━━━ Article
# Discontinued Habanos List Deciphering



## Joe Sticks (May 31, 2016)

In another forum they posted a deletions list of habanos that will be discontinued. I went to the cubancigarwebsite, but haven't quite figured out the abbreviations in the deletions list. Here's a couple of cigars, could you please help me with the details of these abbreviations found in the 'Envase' (packaging) column of the list ? 

H Upmann Petit Coronas CB-UW-C/L-12,13-n-25

Montecristo Petit 2 D-C-C/P-3-n-15


Thanks !


----------



## Bird-Dog (Oct 16, 2009)

List of packaging abbreviations (toward the bottom of the "packaging" page on CCW)...

http://www.cubancigarwebsite.com/info-packaging.html#Habanos_Packing_Codes

Example:
H Upmann Petit Coronas CB-UW-C/L-12,13-n-25

CB = Current Box
UW = Unvarnished Wood
C/L = Layered with Cedar Sheet Separator
12,13-n-25 = Box of 25, 12 Bottom Layer, 13 Top Layer


----------



## Joe Sticks (May 31, 2016)

curmudgeonista said:


> List of packaging abbreviations (toward the bottom of the "packaging" page on CCW)...
> 
> http://www.cubancigarwebsite.com/info-packaging.html#Habanos_Packing_Codes
> 
> ...


Thanks @curmudgeonista ! Much appreciated

Looks like the HU PC is on the chopping block.

I've always kinda wondered why they had discontinued JFK's actual favorite stick, and now the kinda approximation of it will be gone. (A lotta people think the HUPC was JFK's stick.) Well, at least there are HUHCs.


----------



## Bird-Dog (Oct 16, 2009)
━━━━━━
Exercise tasks:
1. Translate this sentence from the thread into Spanish: "I went to the cubancigarwebsite, but haven't quite figured out the abbreviations in the deletions list."
2. According to the thread, what does the abbreviation "UW" mean in the H Upmann Petit Coronas packaging code?
━━━ Data provided
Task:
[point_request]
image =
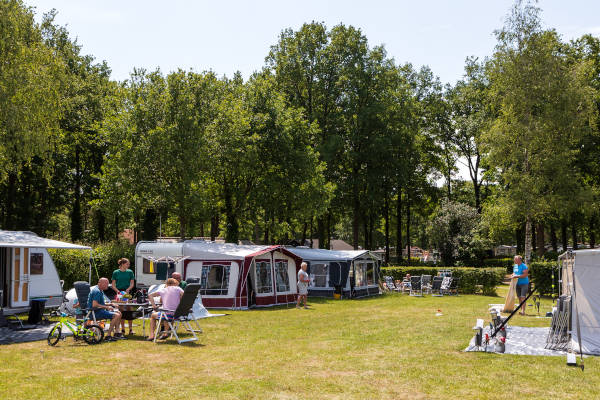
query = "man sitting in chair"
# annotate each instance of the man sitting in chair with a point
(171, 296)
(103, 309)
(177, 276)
━━━━━━
━━━ Data provided
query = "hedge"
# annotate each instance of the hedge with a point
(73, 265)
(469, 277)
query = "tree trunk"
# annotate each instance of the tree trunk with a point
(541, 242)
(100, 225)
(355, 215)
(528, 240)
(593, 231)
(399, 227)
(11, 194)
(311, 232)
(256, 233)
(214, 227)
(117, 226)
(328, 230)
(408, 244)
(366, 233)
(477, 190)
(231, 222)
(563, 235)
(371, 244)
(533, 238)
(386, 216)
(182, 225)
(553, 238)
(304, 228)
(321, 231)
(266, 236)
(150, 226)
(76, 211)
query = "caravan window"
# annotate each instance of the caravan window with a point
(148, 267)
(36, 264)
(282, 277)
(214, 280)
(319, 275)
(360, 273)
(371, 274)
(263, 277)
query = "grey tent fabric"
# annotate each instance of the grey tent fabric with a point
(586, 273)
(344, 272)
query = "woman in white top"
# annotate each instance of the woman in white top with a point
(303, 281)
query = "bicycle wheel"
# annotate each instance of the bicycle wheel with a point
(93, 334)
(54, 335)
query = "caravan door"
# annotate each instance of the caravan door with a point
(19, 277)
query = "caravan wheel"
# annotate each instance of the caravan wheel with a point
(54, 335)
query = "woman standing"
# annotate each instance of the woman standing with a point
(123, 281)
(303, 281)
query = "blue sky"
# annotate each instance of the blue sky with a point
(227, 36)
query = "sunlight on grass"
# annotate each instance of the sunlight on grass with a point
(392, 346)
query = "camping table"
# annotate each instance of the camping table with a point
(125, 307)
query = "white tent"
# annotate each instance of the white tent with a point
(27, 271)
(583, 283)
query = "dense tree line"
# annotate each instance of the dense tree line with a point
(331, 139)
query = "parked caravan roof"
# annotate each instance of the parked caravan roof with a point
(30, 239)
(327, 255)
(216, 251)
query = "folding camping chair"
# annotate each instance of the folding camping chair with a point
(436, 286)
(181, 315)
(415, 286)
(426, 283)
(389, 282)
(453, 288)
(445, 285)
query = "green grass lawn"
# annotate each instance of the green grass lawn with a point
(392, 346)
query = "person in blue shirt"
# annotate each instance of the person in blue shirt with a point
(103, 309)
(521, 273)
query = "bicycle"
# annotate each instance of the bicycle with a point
━━━━━━
━━━ Data provided
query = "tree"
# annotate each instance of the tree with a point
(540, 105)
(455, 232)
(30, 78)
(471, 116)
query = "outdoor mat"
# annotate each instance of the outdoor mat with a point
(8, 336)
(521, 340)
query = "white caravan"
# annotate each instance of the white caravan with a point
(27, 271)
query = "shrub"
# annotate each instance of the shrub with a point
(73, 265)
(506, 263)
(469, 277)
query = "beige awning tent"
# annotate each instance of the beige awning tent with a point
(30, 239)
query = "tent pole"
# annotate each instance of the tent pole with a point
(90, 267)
━━━━━━
Answers to the exercise:
1. Fui a la cubancigarwebsite, pero todavía no he descifrado del todo las abreviaturas de la lista de eliminaciones.

2. Unvarnished Wood